Problem to work on » Give back the lines of the entries below exactly as written, from the first line to the line holding "each like <point>117,84</point>.", both included, with the pictures omitted.

Extracted entries »
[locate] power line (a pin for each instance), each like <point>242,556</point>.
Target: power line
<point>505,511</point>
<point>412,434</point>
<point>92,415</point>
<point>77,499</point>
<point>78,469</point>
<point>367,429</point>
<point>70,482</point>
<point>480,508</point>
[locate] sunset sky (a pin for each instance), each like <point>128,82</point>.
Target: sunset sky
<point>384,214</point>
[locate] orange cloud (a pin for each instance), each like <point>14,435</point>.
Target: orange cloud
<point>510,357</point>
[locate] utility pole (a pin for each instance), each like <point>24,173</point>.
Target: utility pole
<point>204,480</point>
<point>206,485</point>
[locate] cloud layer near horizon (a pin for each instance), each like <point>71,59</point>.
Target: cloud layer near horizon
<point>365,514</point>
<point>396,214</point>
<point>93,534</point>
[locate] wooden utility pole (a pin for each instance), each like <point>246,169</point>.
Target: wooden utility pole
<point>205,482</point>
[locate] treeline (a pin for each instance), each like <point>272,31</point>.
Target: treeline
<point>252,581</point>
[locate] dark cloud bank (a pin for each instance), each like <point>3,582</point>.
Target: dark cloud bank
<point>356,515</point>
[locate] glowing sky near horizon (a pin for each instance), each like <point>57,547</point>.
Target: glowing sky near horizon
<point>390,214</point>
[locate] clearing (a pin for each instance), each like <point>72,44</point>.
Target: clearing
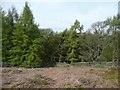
<point>60,77</point>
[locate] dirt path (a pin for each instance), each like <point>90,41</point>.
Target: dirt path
<point>62,77</point>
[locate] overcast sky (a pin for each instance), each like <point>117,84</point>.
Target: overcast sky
<point>61,14</point>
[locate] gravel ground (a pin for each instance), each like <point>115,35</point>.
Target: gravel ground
<point>56,77</point>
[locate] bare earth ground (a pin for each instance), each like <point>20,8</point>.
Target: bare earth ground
<point>56,77</point>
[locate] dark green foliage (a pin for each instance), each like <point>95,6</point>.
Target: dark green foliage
<point>26,45</point>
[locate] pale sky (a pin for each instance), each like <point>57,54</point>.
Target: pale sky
<point>61,14</point>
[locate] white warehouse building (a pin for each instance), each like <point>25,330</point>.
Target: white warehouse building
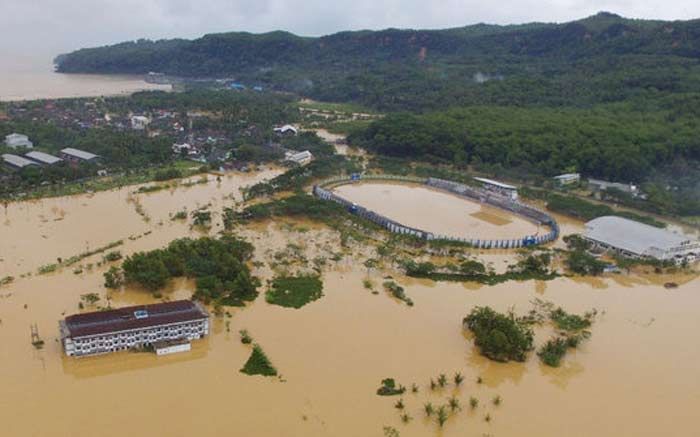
<point>639,240</point>
<point>100,332</point>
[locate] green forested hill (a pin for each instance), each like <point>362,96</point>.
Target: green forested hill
<point>604,58</point>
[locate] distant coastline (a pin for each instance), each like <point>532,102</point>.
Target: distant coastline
<point>40,81</point>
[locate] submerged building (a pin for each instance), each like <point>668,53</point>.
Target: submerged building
<point>633,239</point>
<point>499,188</point>
<point>76,155</point>
<point>16,162</point>
<point>300,158</point>
<point>150,326</point>
<point>16,140</point>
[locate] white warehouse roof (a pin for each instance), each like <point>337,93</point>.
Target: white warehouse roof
<point>79,153</point>
<point>42,157</point>
<point>634,237</point>
<point>496,183</point>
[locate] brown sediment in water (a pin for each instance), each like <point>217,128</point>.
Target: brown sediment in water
<point>633,377</point>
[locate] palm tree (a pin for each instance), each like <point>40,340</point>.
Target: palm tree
<point>453,402</point>
<point>429,409</point>
<point>442,415</point>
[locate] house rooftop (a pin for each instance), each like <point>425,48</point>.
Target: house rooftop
<point>17,161</point>
<point>133,317</point>
<point>496,183</point>
<point>79,153</point>
<point>631,236</point>
<point>42,157</point>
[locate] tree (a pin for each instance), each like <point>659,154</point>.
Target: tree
<point>114,277</point>
<point>499,337</point>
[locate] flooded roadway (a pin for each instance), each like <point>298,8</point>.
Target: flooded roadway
<point>637,376</point>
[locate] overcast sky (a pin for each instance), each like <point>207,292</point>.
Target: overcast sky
<point>31,27</point>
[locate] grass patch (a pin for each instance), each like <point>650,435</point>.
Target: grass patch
<point>294,291</point>
<point>389,388</point>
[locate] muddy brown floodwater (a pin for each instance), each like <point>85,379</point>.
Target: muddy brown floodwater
<point>436,211</point>
<point>637,376</point>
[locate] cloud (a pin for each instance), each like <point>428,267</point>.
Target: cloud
<point>62,25</point>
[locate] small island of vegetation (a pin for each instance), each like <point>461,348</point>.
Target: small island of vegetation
<point>294,291</point>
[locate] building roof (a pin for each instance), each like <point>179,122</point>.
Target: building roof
<point>79,153</point>
<point>496,183</point>
<point>285,128</point>
<point>298,156</point>
<point>134,317</point>
<point>631,236</point>
<point>42,157</point>
<point>16,136</point>
<point>568,176</point>
<point>17,161</point>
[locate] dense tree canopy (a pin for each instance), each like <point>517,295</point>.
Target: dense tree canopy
<point>614,142</point>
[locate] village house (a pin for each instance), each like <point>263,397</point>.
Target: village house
<point>287,129</point>
<point>165,327</point>
<point>43,158</point>
<point>140,122</point>
<point>185,149</point>
<point>16,140</point>
<point>76,156</point>
<point>17,162</point>
<point>597,186</point>
<point>567,179</point>
<point>300,158</point>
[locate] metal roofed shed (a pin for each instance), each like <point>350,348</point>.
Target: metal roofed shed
<point>74,155</point>
<point>133,327</point>
<point>499,187</point>
<point>635,239</point>
<point>16,161</point>
<point>43,158</point>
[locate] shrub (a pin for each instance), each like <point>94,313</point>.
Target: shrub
<point>258,364</point>
<point>499,337</point>
<point>398,292</point>
<point>389,388</point>
<point>113,277</point>
<point>294,291</point>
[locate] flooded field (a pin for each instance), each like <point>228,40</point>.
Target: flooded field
<point>637,376</point>
<point>436,211</point>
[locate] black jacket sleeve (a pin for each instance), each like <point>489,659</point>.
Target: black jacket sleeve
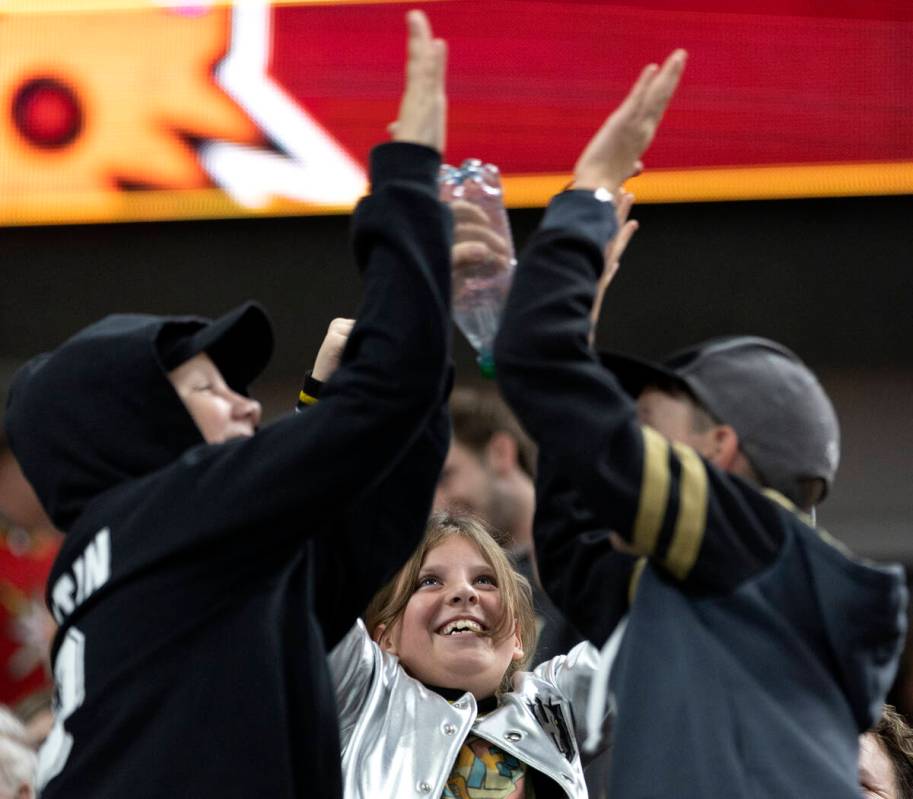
<point>299,475</point>
<point>698,525</point>
<point>377,534</point>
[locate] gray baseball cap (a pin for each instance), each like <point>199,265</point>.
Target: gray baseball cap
<point>786,424</point>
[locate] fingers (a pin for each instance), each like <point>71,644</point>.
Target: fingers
<point>481,233</point>
<point>417,43</point>
<point>472,253</point>
<point>467,212</point>
<point>661,88</point>
<point>638,91</point>
<point>423,109</point>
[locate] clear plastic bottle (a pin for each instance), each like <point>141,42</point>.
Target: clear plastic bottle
<point>480,288</point>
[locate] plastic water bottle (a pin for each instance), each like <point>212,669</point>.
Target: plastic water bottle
<point>480,289</point>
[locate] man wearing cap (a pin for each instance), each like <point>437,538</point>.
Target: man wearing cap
<point>208,566</point>
<point>744,649</point>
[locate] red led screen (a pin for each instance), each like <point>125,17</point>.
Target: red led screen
<point>118,110</point>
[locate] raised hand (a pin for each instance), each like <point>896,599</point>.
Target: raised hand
<point>613,252</point>
<point>423,109</point>
<point>613,154</point>
<point>331,350</point>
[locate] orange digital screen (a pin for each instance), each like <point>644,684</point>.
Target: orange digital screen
<point>124,110</point>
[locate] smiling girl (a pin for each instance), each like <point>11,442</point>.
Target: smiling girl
<point>434,701</point>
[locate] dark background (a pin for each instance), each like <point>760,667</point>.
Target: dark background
<point>830,278</point>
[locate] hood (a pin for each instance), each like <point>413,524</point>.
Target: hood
<point>100,410</point>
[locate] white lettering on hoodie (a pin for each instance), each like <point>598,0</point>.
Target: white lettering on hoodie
<point>89,572</point>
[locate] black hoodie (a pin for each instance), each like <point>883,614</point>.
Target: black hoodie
<point>199,585</point>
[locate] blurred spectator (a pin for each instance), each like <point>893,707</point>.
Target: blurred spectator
<point>489,472</point>
<point>17,760</point>
<point>886,758</point>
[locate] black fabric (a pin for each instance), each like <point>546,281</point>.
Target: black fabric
<point>747,671</point>
<point>240,343</point>
<point>199,586</point>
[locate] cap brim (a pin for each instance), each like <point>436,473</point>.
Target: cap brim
<point>635,374</point>
<point>240,343</point>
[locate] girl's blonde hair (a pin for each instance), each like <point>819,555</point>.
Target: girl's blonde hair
<point>389,604</point>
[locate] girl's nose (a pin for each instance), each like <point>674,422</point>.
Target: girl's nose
<point>464,593</point>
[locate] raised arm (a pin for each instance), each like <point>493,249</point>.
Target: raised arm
<point>298,474</point>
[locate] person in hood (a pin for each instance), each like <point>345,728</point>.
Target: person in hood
<point>207,565</point>
<point>744,649</point>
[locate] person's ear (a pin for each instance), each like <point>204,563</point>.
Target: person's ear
<point>518,652</point>
<point>382,640</point>
<point>724,447</point>
<point>501,453</point>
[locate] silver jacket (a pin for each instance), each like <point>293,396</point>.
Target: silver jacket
<point>400,739</point>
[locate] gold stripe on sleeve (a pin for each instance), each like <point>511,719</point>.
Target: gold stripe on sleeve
<point>692,513</point>
<point>306,399</point>
<point>654,492</point>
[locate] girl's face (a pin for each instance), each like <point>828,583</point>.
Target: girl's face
<point>443,637</point>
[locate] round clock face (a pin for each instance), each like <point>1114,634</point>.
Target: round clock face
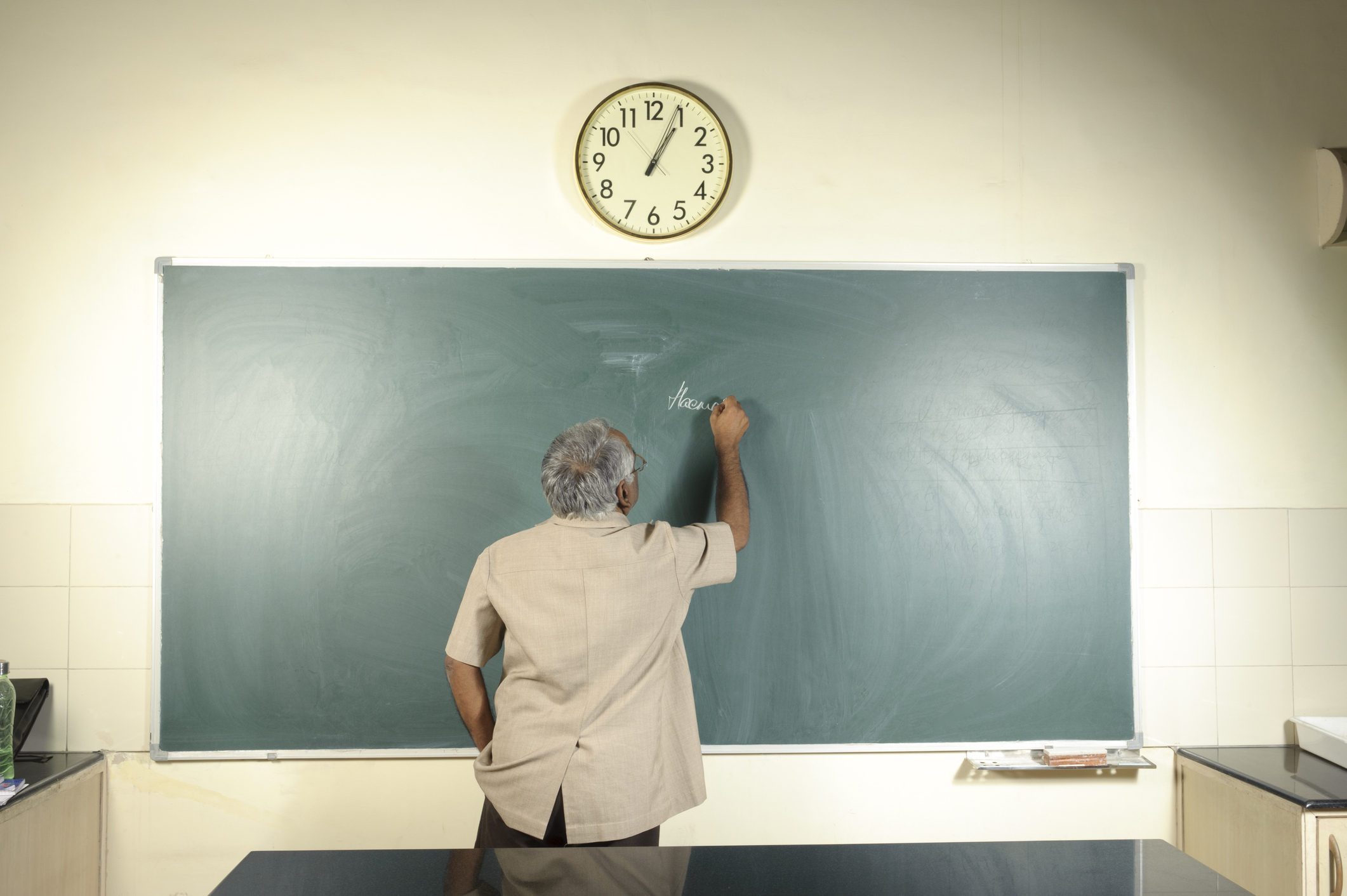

Answer for this exercise »
[locate] power line (a pin for each instance), each like <point>242,556</point>.
Target: power line
<point>505,511</point>
<point>412,434</point>
<point>92,415</point>
<point>77,499</point>
<point>78,469</point>
<point>367,429</point>
<point>70,482</point>
<point>480,508</point>
[locate] sunset sky (a pin for each instance), each like <point>128,82</point>.
Target: sunset sky
<point>384,214</point>
[locate] orange cloud (a pin for each instance), each like <point>14,435</point>.
Target: orange cloud
<point>510,357</point>
[locate] utility pole (a pin for each instance), each like <point>24,173</point>.
Target: utility pole
<point>204,480</point>
<point>206,485</point>
[locate] cloud layer near horizon (a pin for each instance), each like <point>71,59</point>.
Target: cloud layer near horizon
<point>365,514</point>
<point>396,214</point>
<point>93,534</point>
[locate] wooden utility pole (a pin for each instance), each like <point>246,169</point>.
Target: wooden utility pole
<point>205,482</point>
[locate] treeline (a pin for each instance), each like <point>272,31</point>.
Target: treeline
<point>252,581</point>
[locate] dark cloud bank (a pin for each instance), each like <point>3,582</point>.
Target: dark cloud bank
<point>356,515</point>
[locate] glowing sky near horizon (a pin for each instance), each like <point>57,547</point>.
Target: glowing sky near horizon
<point>390,214</point>
[locate] clearing (a pin for each instance), each like <point>72,44</point>.
Target: clearing
<point>60,77</point>
[locate] dirt path (a pin for each instance), each like <point>90,41</point>.
Target: dirt path
<point>62,77</point>
[locate] overcast sky (a pin for each instance), each like <point>117,84</point>.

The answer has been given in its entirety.